:: Your goal ::
Could you carry on the sewing resources post below, picking up after its last sentence?

:: Extracted text ::
####################
Tuesday, May 28, 2013

Sewing Resources: For a certain young lady

One of my blogging friends has a daughter who is seriously interested in sewing, with a vintage flair.  I thought that a list of books and websites would be useful.

Websites:

Gertie:  http://www.blogforbettersewing.com/
Not updated with as many lessons as it was before she started sewing professionally, but her archives are useful, her blog roll is terrific, and she's got a lot of eye candy.  (I check back several times a day for blog roll updates.  I guess I could subscribe for myself, but where's the fun in that?)

Steph:  http://3hourspast.com/
She's specializing in knits these days, but she's very careful about fitting her patterns to most body types, and she's extremely pleasant reading.

Leimomi:  http://thedreamstress.com/
Specializes in historical sewing, with historical accuracy.  Does a lot of historical sew-alongs.  Beautiful clothing, lovely attitude.

Tasia:  http://sewaholic.net/
Specializes in patterns for the pear-shaped figure.  Very cheery writer, cute patterns, clear explanations.

As I go along and see good instructions (or just instructions for something I've been wanting to try) I pin them to my sewing stuff pinboard.  You'll have to sift through the other things there, but there's quite a list:  http://pinterest.com/hearthrose/sewing-things/  Pinterest has a lot of tutorials, look around!

I picked up some good information from watching the Great British Sewing Bee on youtube.  :)

Surf around - most of the blogroll stuff on most sewing blogs tend to be extremely safe viewing and you'll come upon gems.

Collette patterns have good clear instructions, fwiw.  They don't fit me well, but the instructions are good.

Books:

Better Homes and Gardens Sewing Book:  If you can find a vintage copy of this book at an estate sale or thrift store - snag it!  I have two, very slightly different copies, and they're worth their weight.  Really good instructions, very clear.
####################
:: Dataset section ::

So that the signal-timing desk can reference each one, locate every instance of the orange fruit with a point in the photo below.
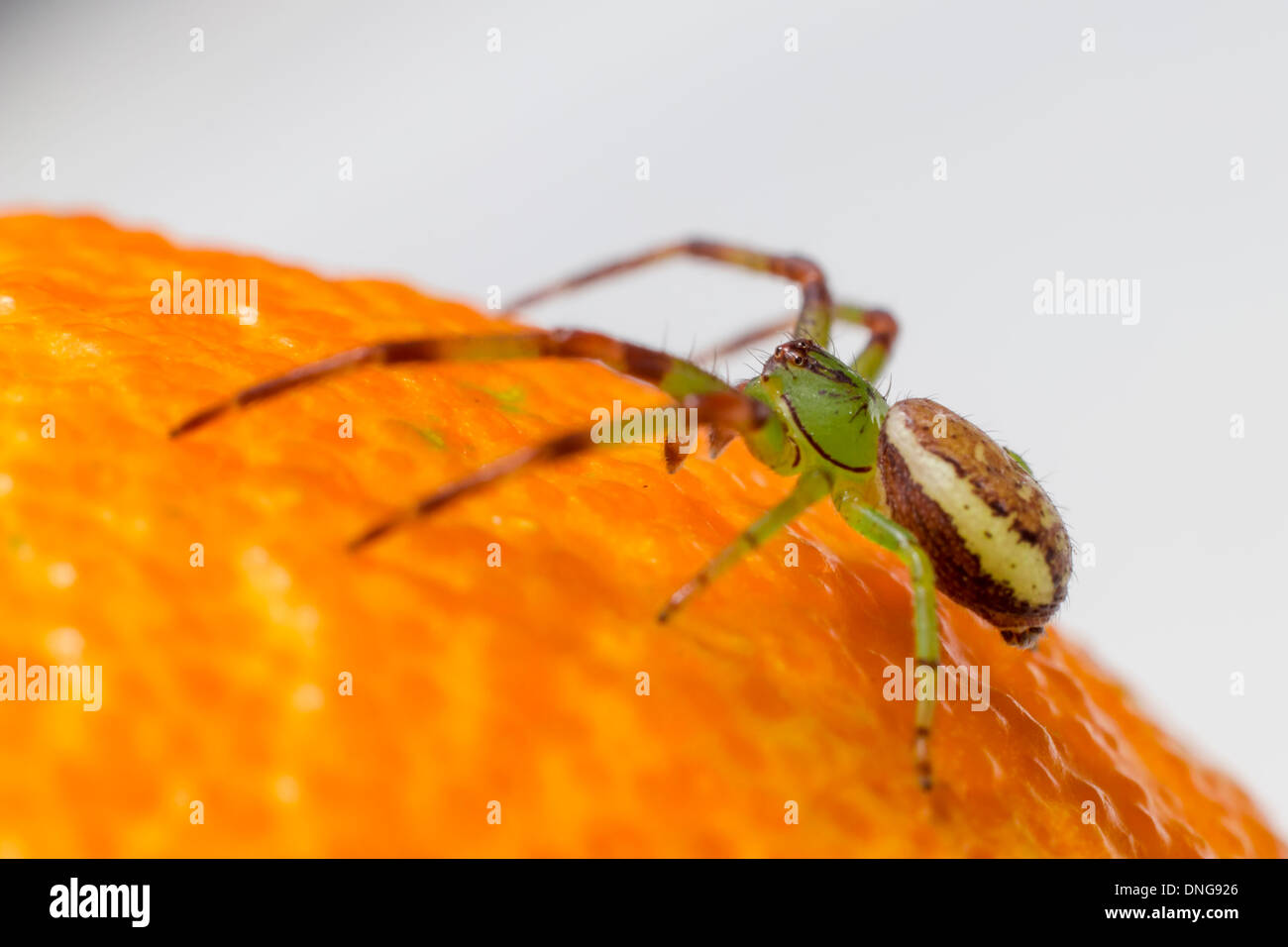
(510, 689)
####################
:: Exercise output ::
I have a few fitting books, none of which make me blindingly happy... but I think "Fast Fit" by Sandra Betzina is the best of the lot.  I kind of suck at fitting.  :p

Threads Sewing Guide is a good overall guide book.  If you can't get a vintage Better Homes - or if you just want to add to your library, it's recommended.  Lurvely pictures, it has.

I rather liked Gertie's Book for Better Sewing.  Just frosting, not cake, but it's fun.

I *really* like Sewing Machine Classroom - I didn't think it would be all that helpful, since I know how to use a sewing machine, but I was very wrong.  It's one of the more useful books in my collection.  Put that with the Better Homes and get going.

Just start with a basic pattern and get going.  Everyone will tell you to start with a skirt - there are good reasons.  Make a simple skirt.  Then a skirt with some new techniques.  When you're comfortable with construction, move to a dress (and some fitting).  I'll let you know when I'm ready to move to fitted pants.... rofl.  Not yet!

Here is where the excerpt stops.